▶ _TASK DESCRIPTION_:
Each line from the one that contains "Point out every instance of the roof rack crossbar" to the end of the material must be set down exactly, and no line before it.

▶ _THE RECORDS_:

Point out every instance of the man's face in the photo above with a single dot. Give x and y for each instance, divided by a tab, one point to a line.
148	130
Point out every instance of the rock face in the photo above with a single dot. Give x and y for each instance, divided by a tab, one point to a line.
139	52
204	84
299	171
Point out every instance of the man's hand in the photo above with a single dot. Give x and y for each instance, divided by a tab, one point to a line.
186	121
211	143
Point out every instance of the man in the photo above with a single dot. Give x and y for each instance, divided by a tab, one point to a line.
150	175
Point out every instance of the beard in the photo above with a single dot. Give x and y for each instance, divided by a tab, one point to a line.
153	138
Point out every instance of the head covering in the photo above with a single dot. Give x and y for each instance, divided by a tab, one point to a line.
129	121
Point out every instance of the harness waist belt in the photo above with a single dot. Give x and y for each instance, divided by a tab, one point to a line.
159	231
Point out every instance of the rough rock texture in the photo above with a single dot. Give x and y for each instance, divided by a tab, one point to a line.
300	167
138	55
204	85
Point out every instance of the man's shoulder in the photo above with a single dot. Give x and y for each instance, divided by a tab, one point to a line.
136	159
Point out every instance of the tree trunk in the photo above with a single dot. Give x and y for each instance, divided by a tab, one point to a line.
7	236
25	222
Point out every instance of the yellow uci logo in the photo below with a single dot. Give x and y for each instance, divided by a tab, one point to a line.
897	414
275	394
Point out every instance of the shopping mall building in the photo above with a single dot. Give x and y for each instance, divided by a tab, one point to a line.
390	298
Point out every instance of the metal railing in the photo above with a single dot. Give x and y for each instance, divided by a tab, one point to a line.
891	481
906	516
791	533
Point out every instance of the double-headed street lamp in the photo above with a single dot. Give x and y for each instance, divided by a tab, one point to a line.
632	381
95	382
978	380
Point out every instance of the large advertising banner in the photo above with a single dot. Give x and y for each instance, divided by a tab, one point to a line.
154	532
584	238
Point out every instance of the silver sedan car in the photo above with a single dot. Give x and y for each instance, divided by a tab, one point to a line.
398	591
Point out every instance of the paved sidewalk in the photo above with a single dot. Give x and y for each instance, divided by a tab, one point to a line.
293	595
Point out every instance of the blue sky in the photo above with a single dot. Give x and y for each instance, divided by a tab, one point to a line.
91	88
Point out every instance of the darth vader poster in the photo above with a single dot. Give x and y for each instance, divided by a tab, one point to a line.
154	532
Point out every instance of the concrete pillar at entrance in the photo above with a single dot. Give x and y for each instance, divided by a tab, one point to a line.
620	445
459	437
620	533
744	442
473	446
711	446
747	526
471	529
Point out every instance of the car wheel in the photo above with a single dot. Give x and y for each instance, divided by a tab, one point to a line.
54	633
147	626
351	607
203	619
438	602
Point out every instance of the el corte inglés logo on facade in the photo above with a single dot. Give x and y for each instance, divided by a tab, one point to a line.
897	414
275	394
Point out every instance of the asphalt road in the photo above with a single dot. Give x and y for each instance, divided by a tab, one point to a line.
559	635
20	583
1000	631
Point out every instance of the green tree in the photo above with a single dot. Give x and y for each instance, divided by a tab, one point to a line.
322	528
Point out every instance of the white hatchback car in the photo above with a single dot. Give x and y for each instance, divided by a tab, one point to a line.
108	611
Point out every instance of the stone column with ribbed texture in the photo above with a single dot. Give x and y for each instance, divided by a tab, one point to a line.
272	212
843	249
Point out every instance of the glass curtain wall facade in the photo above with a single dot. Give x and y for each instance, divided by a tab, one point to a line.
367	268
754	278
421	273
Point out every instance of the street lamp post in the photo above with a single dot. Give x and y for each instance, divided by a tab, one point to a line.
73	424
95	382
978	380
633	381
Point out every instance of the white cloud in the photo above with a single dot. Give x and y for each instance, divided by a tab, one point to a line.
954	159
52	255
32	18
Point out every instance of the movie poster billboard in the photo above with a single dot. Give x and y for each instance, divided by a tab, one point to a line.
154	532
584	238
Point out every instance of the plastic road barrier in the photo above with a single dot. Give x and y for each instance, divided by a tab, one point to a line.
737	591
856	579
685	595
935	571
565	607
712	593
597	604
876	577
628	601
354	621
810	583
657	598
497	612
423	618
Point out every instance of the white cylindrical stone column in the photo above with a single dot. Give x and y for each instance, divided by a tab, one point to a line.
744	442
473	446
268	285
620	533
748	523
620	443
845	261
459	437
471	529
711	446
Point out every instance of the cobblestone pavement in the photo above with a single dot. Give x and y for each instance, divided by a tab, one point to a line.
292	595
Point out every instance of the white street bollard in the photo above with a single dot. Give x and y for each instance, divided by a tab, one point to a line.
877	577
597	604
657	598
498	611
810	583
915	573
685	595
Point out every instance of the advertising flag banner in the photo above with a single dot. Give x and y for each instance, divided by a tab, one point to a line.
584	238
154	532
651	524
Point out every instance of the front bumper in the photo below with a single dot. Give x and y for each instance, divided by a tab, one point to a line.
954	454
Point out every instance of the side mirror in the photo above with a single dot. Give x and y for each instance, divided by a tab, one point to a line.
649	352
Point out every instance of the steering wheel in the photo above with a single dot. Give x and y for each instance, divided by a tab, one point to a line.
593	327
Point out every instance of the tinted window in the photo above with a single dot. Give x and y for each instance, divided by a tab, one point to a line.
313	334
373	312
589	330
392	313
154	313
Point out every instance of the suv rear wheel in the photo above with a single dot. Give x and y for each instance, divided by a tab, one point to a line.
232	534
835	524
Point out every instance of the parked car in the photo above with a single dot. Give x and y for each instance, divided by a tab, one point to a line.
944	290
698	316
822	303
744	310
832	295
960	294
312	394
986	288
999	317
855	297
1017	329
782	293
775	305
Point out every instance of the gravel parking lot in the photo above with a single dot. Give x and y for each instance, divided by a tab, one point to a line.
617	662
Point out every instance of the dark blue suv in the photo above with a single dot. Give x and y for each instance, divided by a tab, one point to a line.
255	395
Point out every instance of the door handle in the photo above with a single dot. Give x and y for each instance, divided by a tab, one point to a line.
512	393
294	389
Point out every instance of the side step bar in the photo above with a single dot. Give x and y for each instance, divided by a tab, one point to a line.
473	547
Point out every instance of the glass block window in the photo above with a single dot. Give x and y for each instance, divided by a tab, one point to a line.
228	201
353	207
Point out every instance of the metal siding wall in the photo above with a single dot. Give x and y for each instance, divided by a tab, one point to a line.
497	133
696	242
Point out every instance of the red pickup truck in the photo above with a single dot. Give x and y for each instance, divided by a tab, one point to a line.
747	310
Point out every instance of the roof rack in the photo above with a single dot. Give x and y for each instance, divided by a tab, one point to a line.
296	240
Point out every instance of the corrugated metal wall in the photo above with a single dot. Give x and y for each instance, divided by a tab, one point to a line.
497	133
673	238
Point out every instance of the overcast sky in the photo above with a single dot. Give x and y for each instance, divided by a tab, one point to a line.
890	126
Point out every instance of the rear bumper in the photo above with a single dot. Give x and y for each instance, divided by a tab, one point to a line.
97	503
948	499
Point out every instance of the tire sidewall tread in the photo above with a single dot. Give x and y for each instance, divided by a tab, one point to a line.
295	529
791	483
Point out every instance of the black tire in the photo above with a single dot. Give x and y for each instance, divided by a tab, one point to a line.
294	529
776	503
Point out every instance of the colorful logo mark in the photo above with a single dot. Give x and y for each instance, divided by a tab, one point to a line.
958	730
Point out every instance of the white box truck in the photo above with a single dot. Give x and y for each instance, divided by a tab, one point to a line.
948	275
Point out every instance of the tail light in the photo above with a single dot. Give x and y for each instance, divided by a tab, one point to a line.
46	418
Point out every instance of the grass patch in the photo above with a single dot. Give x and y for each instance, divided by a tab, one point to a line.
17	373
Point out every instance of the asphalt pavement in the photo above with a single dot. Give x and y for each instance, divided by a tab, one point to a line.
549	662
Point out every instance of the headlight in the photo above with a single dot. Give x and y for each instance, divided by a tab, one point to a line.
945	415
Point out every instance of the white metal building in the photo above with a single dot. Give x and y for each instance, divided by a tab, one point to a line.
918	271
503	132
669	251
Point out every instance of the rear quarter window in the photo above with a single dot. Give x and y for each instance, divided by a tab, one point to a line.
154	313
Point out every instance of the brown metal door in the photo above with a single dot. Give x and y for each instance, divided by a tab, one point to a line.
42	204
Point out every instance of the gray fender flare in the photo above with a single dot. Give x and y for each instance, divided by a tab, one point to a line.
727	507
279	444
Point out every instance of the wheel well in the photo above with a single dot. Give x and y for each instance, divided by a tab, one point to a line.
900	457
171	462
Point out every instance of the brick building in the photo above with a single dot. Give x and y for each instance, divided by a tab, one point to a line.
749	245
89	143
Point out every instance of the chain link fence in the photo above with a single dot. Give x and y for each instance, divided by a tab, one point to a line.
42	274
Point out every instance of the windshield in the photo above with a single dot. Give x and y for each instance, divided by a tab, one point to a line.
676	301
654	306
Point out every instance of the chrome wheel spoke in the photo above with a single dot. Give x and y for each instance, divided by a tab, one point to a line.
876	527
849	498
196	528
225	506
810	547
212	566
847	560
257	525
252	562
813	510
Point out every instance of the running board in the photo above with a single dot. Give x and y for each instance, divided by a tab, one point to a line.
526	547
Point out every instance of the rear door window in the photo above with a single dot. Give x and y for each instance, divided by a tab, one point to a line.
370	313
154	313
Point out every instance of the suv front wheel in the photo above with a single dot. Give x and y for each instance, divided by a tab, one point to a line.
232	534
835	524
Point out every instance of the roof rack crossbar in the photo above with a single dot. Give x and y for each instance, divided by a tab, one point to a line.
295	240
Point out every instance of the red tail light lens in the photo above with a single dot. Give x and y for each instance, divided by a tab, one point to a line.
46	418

▶ _RESULT_:
Point out every instance of the roof rack crossbar in the photo above with a single dot. Give x and y for each instance, divided by a tab, one point to a line.
295	240
Point out every instance of the red tail light lens in the photo above with a single dot. Give x and y for each instance, divided by a tab, one point to a line.
46	418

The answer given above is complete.